_What is being asked_.
In the listing below, find the line containing "If you could tag each instance of the green grass". Write out that line and every line after it to the end, exactly and only those.

_Given records_.
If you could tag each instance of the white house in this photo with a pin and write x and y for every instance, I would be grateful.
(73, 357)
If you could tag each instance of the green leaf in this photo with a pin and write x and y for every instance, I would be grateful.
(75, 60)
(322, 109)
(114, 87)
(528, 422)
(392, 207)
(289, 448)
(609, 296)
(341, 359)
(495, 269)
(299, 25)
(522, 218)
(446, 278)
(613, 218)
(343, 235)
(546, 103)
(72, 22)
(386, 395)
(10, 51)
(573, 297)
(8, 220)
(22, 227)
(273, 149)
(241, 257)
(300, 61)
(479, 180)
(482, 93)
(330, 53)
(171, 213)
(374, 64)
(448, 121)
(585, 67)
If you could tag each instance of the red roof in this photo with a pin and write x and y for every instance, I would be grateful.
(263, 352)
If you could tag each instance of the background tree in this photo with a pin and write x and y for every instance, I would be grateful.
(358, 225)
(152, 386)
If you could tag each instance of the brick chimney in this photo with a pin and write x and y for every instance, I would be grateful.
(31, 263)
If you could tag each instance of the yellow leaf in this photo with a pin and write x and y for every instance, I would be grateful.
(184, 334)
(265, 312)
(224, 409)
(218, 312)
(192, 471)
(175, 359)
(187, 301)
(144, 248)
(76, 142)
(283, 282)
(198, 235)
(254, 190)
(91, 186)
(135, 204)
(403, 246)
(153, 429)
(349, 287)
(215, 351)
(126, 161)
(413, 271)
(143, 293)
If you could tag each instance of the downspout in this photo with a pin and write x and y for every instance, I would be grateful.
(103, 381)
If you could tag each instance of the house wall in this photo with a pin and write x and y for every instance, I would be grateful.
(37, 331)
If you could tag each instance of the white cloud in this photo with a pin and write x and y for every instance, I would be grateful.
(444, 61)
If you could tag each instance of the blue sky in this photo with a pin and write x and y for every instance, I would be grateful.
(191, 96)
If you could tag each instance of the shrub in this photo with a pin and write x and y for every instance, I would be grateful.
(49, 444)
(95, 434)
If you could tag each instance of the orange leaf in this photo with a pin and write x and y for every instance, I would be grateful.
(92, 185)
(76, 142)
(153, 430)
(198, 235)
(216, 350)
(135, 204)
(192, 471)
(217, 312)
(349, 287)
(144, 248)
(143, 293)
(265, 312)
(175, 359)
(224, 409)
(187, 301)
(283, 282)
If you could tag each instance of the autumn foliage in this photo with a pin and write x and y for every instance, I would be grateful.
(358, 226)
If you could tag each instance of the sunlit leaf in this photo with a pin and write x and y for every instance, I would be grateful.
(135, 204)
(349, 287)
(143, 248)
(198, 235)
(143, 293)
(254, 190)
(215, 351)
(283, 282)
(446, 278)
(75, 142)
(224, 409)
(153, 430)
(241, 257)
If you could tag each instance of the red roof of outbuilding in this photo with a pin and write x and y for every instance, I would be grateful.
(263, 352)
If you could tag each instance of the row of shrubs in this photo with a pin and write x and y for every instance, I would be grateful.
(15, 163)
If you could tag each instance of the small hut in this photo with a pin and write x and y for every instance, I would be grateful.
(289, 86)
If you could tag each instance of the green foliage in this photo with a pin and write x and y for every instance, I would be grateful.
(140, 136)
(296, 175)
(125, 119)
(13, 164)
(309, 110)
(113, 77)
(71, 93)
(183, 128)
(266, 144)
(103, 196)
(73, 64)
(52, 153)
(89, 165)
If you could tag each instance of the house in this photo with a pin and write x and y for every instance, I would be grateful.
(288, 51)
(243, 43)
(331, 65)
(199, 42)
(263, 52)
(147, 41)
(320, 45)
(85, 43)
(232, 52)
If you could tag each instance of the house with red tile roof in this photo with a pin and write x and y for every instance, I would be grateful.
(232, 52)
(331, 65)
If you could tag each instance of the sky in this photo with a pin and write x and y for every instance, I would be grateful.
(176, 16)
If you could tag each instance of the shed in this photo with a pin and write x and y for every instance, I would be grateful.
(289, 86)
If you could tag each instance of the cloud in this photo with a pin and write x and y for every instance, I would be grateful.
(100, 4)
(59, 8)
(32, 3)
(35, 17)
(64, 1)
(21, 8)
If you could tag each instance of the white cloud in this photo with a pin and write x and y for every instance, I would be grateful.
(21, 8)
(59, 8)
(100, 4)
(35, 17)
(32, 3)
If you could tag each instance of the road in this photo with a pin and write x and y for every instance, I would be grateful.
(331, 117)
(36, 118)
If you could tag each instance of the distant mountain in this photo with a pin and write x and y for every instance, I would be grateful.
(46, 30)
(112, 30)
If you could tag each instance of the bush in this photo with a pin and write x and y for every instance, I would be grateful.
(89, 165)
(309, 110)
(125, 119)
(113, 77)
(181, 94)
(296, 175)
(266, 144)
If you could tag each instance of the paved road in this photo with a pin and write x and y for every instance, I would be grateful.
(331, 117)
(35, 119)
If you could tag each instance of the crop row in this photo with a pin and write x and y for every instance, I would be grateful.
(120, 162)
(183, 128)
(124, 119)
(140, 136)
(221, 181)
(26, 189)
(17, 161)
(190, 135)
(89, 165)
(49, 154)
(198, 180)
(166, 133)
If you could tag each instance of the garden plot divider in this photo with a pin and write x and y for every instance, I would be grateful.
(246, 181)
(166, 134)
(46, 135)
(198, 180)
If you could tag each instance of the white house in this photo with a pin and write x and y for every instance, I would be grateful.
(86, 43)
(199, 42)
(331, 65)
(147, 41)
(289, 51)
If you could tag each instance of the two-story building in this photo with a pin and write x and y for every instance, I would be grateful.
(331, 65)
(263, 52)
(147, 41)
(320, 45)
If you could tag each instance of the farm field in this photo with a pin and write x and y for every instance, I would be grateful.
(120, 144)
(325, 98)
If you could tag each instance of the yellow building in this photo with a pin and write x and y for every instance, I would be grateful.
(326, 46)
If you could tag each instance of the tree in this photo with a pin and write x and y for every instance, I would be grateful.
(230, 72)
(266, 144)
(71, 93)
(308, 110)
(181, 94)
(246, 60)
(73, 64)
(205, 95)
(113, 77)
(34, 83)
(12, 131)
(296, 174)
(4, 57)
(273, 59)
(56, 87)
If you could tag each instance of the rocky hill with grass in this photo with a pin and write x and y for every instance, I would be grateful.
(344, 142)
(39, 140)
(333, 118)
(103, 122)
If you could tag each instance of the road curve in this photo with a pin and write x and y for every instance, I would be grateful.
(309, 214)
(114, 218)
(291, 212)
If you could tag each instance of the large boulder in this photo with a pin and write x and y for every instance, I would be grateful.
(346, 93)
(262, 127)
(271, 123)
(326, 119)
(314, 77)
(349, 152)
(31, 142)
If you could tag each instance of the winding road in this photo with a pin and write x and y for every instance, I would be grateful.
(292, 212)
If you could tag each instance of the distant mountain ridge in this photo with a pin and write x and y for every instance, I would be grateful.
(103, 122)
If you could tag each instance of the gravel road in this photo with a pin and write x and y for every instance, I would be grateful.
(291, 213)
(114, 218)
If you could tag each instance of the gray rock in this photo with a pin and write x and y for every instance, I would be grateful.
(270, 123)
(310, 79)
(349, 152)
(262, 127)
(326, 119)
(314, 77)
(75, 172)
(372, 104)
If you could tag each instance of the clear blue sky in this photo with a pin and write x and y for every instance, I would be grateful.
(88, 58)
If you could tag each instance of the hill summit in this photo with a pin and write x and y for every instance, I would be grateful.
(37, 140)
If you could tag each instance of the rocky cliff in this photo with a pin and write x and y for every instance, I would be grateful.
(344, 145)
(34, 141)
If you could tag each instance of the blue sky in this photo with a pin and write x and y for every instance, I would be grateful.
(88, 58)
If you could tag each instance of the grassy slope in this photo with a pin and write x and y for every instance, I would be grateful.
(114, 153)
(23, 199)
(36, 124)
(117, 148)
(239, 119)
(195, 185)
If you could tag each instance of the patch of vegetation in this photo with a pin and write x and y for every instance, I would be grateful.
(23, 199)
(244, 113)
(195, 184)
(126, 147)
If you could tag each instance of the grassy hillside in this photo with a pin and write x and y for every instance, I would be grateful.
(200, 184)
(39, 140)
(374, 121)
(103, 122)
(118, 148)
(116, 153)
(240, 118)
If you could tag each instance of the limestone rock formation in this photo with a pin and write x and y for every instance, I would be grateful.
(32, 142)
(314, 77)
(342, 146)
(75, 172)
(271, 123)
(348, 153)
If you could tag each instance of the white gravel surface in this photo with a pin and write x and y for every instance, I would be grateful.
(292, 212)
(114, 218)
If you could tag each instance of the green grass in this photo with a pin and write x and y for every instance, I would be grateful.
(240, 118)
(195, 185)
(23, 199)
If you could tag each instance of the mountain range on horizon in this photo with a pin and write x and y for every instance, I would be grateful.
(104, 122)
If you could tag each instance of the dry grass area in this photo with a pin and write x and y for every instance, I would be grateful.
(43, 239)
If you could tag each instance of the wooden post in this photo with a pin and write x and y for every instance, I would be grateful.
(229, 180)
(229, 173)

_Response to the exercise_.
If you could tag each instance of the green grass in this photo with a pin and write x and y for every instance, I would be grateful.
(240, 118)
(195, 185)
(23, 199)
If you could tag each instance of the mountain range on horizon in this photo with a pin and write x and y for every instance, I would be grateful.
(104, 122)
If you could tag each instance of the dry grass area in this photo with a pin and write x and y for every instance, I would be grateful.
(43, 239)
If you could tag each instance of the wooden post in this photo with a pin and write x and y for every instance, I would be grateful.
(229, 180)
(229, 173)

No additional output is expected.